Goal
Switch "tag" to "mark" in the records, starting at the line with "Would you please tag the cluster" and ending at the end of the records. Leave everything else unchanged.

[Start of Extracted information]

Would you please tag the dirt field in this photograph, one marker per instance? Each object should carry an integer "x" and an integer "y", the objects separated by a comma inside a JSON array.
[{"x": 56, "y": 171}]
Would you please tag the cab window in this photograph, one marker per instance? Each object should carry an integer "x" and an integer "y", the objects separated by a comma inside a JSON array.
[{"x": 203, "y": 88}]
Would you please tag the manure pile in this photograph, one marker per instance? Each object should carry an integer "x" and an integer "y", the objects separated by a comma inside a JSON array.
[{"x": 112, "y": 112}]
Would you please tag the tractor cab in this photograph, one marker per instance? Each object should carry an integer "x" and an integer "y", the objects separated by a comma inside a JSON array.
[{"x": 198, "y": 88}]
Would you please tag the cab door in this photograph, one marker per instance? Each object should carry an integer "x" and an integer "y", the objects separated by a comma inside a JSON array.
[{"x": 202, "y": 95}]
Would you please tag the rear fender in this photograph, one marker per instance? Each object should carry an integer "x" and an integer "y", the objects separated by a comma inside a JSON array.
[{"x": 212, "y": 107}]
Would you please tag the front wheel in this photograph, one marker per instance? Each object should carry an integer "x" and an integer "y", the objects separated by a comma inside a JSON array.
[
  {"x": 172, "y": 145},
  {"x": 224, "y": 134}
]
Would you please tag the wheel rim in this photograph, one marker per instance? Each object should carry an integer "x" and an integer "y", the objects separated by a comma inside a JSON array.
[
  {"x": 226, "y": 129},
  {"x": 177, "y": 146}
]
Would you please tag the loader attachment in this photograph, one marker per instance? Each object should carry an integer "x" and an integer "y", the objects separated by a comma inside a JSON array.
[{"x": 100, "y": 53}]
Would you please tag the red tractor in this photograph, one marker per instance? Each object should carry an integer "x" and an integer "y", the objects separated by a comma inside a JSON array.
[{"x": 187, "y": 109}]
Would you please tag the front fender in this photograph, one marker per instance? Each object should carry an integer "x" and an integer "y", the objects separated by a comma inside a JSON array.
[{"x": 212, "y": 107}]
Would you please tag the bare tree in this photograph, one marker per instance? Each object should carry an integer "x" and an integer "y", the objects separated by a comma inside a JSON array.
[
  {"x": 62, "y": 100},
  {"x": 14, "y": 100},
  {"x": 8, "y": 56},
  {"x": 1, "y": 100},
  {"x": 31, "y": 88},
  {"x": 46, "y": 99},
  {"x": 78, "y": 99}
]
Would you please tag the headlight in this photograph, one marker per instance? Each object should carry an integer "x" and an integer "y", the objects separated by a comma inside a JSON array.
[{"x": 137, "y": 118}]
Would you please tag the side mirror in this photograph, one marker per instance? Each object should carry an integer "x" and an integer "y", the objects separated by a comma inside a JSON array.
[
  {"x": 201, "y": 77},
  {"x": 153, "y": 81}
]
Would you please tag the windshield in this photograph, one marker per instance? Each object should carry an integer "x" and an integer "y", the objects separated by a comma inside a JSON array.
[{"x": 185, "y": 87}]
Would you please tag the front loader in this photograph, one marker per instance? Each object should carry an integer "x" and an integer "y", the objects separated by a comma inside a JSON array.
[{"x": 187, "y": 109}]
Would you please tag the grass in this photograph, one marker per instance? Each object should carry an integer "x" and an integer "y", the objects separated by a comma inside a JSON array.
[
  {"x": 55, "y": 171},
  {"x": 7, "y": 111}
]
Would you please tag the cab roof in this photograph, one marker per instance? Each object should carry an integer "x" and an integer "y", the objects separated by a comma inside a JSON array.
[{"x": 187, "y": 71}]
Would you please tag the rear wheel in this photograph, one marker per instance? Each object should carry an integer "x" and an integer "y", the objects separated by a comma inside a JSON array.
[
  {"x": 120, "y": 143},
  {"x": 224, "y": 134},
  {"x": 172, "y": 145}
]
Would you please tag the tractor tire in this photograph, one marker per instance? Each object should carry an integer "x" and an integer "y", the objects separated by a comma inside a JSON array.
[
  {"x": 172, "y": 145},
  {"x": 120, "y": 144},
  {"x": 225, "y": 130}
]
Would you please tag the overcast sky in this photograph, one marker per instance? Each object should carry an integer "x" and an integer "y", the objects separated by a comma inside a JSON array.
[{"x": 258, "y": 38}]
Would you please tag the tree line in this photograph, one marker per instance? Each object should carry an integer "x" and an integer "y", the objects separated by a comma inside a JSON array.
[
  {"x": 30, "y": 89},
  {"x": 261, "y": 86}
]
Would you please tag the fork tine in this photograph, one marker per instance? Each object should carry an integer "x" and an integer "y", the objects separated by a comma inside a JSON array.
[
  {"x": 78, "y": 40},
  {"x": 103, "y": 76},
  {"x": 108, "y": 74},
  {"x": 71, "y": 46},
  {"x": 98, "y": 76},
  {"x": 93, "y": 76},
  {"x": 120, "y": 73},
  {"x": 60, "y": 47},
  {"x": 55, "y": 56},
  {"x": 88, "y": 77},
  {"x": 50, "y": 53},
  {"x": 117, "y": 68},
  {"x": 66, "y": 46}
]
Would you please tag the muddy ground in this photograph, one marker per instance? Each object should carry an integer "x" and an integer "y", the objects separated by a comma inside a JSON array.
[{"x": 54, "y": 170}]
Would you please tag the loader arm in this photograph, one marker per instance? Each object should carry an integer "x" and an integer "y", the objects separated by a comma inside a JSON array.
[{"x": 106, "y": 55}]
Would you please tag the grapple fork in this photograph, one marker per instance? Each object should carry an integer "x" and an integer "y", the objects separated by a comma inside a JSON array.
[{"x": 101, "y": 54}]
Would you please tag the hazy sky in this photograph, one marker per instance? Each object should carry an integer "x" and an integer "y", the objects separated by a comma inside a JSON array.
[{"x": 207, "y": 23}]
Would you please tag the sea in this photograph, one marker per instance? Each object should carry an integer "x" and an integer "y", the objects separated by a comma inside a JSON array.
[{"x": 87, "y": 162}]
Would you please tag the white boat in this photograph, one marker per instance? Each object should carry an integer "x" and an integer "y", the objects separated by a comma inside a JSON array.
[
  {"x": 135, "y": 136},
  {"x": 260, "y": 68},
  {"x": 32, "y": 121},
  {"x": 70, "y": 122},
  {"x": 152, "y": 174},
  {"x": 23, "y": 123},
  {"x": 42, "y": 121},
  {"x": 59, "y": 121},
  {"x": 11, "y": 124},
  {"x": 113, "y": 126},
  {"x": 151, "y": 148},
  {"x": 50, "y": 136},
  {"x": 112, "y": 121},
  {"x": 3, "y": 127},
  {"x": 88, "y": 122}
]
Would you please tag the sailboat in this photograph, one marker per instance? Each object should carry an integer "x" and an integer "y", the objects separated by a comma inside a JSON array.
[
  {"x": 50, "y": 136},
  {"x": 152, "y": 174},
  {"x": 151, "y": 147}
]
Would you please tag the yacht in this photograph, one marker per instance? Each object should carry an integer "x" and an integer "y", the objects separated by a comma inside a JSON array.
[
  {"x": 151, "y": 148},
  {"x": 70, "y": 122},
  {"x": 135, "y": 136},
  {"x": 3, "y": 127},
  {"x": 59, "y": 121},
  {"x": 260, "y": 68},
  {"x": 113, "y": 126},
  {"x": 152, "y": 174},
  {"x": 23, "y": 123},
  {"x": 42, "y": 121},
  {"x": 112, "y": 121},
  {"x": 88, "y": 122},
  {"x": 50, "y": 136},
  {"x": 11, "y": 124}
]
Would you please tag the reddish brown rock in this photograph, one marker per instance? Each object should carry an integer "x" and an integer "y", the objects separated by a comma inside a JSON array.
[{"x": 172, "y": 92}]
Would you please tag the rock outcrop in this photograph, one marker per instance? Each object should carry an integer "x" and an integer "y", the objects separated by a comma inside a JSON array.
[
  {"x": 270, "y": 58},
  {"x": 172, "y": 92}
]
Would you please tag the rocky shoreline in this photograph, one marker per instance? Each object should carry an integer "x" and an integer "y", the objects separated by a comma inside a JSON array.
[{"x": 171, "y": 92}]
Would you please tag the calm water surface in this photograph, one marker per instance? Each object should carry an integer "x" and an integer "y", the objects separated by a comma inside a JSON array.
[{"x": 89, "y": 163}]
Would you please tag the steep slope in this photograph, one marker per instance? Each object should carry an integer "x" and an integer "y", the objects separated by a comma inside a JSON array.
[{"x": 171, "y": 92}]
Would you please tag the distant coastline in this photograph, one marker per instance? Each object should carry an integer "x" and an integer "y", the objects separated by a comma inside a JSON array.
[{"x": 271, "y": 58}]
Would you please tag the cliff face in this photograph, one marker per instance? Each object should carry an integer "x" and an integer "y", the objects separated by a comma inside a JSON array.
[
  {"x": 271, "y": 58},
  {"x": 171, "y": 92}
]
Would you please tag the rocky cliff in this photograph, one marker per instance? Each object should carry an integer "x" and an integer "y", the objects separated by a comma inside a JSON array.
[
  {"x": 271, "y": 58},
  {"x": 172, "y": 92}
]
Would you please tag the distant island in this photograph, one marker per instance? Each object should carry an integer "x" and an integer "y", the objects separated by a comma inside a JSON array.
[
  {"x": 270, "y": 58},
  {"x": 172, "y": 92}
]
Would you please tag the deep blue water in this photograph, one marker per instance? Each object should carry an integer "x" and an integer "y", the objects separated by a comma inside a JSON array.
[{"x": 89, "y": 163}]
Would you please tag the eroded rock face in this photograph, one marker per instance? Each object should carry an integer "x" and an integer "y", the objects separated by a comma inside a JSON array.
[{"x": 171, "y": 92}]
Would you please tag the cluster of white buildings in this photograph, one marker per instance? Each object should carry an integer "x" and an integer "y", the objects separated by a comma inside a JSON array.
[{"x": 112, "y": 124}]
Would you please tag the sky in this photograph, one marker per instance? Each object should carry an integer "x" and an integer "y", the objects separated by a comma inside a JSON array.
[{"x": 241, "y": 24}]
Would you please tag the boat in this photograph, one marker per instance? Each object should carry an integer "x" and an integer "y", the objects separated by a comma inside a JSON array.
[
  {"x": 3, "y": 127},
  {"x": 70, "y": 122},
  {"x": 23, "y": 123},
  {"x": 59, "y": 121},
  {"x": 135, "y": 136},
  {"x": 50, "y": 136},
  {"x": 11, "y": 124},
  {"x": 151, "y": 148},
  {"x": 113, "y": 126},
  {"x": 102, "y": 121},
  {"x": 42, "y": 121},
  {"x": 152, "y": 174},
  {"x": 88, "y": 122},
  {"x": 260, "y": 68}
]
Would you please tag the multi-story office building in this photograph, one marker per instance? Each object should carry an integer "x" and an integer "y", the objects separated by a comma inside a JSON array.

[End of Extracted information]

Response for this exercise
Would you please mark the cluster of white buildings in this photograph, one marker per instance? Each object should carry an integer "x" and an integer "y", the objects separated by a comma inside a JSON array.
[{"x": 112, "y": 124}]
Would you please mark the sky in this photograph, one marker per instance? Each object should carry an integer "x" and an integer "y", the objects separated by a comma inside a JSON array.
[{"x": 241, "y": 24}]
Would you please mark the boat in this photograph, one marker per instance? Each object should carry an integer "x" and an integer "y", the objects separated by a comma inside a JSON array.
[
  {"x": 3, "y": 127},
  {"x": 70, "y": 122},
  {"x": 23, "y": 123},
  {"x": 59, "y": 121},
  {"x": 135, "y": 136},
  {"x": 50, "y": 136},
  {"x": 11, "y": 124},
  {"x": 151, "y": 148},
  {"x": 113, "y": 126},
  {"x": 102, "y": 121},
  {"x": 42, "y": 121},
  {"x": 152, "y": 174},
  {"x": 88, "y": 122},
  {"x": 260, "y": 68}
]
Would you please mark the multi-story office building in this photograph, one marker per instance? Each object should carry an integer "x" and an integer "y", the objects separated by a comma inside a JSON array.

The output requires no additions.